(Lesetext):

# # # #

Vor der Eiskunstlauf-EM in Estland: Tallinn on ice
In dieser Woche beginnt in Estland die Eiskunstlauf-EM. Das baltische Land fördert gezielt den Sport – und bringt bemerkenswert viele Talente hervor.
Gastgeberland der Europameisterschaften im Eiskunstlauf in dieser Woche ist das kleine Estland, das trotz seiner nur 1,3 Millionen Einwohner immer wieder große Eislauftalente hervorbringt. „Die Eishalle ist bei Wettkämpfen in Tallinn meist ausverkauft. Die Gäste kommen auch aus den eislaufbegeisterten Nachbarstaaten Russland und Finnland und die Stimmung in der Halle ist super“, verrät der deutsche Paarlauftrainer Alexander König, der schon Schützlinge zu Wettkämpfen in das kleine baltische Land begleitete.

# # # #

(Datenauszug):
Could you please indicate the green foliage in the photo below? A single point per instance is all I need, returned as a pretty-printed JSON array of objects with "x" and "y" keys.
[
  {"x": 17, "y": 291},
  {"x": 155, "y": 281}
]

# # # #

(Gestellte Aufgabe A):
Beantworten Sie anhand des Textes über die Eiskunstlauf-EM in Estland folgende Fragen:
(i) Was tut das baltische Land laut der Einleitung gezielt?
(ii) Wie viele Einwohner hat Estland?
(iii) Aus welchen Nachbarstaaten kommen die Gäste zu Wettkämpfen in Tallinn?
(Gestellte Aufgabe B): Entnehmen Sie dem Text über die Eiskunstlauf-EM in Estland wortgetreu den Abschnitt von „Vor der Eiskunstlauf-EM“ bis einschließlich „viele Talente hervor.“.
(Gestellte Aufgabe C): Setzen Sie den Text über die Eiskunstlauf-EM in Estland im Anschluss an seinen letzten Satz fort.

(Antwort zur Aufgabe A):
(i) Es fördert gezielt den Sport.
(ii) Estland hat nur 1,3 Millionen Einwohner.
(iii) Die Gäste kommen aus Russland und Finnland.

(Antwort zur Aufgabe B):
Vor der Eiskunstlauf-EM in Estland: Tallinn on ice
In dieser Woche beginnt in Estland die Eiskunstlauf-EM. Das baltische Land fördert gezielt den Sport – und bringt bemerkenswert viele Talente hervor.

(Antwort zur Aufgabe C):
Bei den Frauen kann Estland sogar zwei Startplätze belegen, die ihre Meisterin Eva-Lotta Kiibus mit spritzigen Programmen und einem siebenten Platz im Vor-Corona-Jahr 2019 erkämpfte. Ihre erst 17 Jahre junge Landsfrau Niina Petrõkina, die sie begleiten wird, ist in diesem Jahr sogar stärker gelaufen als die zwei Jahre ältere Kiibus und hat ihr den estnischen Meistertitel abgenommen. Beiden Frauen ist eine Top-Ten-Platzierung bei der EM zuzutrauen, falls sie einen guten Tag erwischen. Für die Meisterin aus dem ungleich größeren Deutschland, Nicole Schott, ist ein zehnter Platz hingegen eine Herausforderung, die ihr jeder Eislauffan zutraut.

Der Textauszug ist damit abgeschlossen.